┌──

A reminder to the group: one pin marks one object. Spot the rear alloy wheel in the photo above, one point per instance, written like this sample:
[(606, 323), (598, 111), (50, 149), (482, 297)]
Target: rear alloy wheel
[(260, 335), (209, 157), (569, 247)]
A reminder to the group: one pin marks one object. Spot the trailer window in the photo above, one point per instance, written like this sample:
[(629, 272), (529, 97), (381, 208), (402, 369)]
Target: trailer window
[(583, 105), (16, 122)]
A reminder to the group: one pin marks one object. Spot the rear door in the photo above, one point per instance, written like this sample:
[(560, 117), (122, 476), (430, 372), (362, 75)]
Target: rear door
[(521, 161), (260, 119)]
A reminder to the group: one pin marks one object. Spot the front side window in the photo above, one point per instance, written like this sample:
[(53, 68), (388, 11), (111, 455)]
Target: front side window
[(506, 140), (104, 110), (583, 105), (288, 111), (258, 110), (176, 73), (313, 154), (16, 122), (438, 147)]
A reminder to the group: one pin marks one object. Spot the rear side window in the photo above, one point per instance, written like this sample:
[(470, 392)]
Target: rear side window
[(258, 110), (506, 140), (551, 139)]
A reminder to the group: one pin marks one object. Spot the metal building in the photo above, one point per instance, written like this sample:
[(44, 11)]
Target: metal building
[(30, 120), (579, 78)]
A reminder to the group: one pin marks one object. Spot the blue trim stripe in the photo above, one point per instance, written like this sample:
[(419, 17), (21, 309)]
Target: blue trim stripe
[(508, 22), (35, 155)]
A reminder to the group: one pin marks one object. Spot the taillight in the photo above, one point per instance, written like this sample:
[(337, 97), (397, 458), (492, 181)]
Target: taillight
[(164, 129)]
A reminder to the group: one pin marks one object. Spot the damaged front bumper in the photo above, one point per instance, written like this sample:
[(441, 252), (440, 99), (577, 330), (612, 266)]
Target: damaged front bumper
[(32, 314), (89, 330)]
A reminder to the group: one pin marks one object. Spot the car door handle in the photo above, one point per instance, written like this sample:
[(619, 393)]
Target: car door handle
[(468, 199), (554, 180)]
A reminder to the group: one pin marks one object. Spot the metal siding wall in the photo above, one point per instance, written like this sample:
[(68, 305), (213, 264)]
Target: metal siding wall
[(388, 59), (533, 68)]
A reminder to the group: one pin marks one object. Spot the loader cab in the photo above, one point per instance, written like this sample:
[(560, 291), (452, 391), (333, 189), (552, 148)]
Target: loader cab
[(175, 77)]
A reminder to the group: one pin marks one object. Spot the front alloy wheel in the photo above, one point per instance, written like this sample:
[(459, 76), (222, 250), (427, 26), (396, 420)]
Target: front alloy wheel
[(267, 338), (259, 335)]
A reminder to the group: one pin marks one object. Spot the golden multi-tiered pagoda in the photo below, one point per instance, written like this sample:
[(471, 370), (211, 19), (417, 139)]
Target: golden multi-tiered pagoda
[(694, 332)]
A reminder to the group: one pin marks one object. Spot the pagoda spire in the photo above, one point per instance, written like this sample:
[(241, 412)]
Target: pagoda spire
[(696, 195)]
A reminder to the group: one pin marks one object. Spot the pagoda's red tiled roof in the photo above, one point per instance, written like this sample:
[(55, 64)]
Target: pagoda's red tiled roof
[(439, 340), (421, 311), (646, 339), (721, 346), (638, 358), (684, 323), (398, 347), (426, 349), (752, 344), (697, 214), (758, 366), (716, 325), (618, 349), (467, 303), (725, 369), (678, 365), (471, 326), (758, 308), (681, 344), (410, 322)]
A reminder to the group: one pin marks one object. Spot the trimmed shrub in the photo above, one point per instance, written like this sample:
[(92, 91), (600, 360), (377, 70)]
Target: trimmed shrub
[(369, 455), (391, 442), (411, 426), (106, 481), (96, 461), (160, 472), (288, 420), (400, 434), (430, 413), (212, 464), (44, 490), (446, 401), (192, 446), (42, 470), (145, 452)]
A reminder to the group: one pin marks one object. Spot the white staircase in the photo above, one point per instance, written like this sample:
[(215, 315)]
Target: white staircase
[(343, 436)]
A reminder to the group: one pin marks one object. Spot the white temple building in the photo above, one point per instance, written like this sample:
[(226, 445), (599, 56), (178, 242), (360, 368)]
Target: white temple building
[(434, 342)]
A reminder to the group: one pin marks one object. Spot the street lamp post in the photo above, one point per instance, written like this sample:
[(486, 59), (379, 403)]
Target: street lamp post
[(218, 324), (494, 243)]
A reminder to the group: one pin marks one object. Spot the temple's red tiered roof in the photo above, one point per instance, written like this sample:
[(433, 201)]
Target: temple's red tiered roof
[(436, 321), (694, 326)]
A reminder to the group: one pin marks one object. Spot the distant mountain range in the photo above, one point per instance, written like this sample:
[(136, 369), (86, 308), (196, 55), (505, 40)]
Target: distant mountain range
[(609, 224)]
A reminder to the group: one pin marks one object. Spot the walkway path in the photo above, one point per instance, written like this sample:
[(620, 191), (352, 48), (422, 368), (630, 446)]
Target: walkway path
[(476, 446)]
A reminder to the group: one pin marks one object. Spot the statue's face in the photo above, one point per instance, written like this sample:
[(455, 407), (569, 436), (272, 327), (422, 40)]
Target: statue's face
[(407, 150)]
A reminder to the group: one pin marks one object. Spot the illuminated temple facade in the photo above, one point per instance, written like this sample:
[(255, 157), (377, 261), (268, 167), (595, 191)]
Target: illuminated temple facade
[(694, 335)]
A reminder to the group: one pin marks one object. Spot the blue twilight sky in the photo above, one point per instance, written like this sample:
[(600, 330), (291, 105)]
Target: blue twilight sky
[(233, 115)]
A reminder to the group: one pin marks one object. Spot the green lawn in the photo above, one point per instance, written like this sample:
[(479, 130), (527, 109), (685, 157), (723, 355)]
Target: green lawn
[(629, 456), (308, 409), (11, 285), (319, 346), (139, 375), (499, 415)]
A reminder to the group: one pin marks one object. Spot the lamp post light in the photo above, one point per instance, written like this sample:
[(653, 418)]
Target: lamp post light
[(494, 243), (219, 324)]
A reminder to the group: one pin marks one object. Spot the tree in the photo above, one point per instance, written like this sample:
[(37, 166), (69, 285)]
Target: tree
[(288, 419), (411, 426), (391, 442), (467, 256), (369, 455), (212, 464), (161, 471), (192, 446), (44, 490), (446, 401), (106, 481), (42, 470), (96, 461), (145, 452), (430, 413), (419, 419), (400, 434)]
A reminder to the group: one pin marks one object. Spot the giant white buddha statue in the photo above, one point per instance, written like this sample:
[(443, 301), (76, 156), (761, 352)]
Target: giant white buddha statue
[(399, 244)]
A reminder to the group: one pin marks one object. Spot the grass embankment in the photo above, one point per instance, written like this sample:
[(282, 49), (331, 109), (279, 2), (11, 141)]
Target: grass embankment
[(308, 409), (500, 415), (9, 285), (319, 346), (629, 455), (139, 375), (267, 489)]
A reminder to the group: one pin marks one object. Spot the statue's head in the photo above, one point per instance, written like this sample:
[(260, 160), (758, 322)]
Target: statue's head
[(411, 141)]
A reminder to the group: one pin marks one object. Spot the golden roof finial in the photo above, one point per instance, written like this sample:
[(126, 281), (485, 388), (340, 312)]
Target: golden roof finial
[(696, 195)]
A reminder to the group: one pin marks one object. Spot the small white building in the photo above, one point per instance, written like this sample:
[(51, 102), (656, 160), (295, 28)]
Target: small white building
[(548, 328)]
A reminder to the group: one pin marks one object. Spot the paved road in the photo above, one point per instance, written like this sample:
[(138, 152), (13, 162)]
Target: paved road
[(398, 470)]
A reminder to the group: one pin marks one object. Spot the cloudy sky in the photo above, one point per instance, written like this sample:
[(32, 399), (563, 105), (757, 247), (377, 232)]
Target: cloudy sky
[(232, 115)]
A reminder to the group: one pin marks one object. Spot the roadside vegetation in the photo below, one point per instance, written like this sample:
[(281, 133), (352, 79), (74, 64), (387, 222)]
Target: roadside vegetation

└──

## Work to do
Render the items above, from the first line through the line containing "[(521, 161), (260, 119)]", inclusive, as a JSON list of strings with one string per line and blank lines omitted.

## Solution for this problem
[
  "A reminder to the group: one pin marks one object. Spot the rear alloy wheel in the photo above, one point per instance, written like this sample:",
  "[(606, 323), (598, 111), (50, 149), (482, 297)]",
  "Target: rear alloy wheel",
  "[(260, 335), (209, 157), (569, 247)]",
  "A reminder to the group: one pin marks one object. Spot the trailer window in the photo above, one point per instance, written like this sample:",
  "[(629, 272), (529, 97), (381, 208), (402, 369)]",
  "Target: trailer window",
  "[(583, 105), (16, 122)]",
  "A reminder to the group: one pin marks one object. Spot the rear door in the photo above, one point per instance, written like this sample:",
  "[(560, 117), (122, 476), (430, 372), (362, 75)]",
  "Target: rear door",
  "[(521, 161), (260, 119)]"
]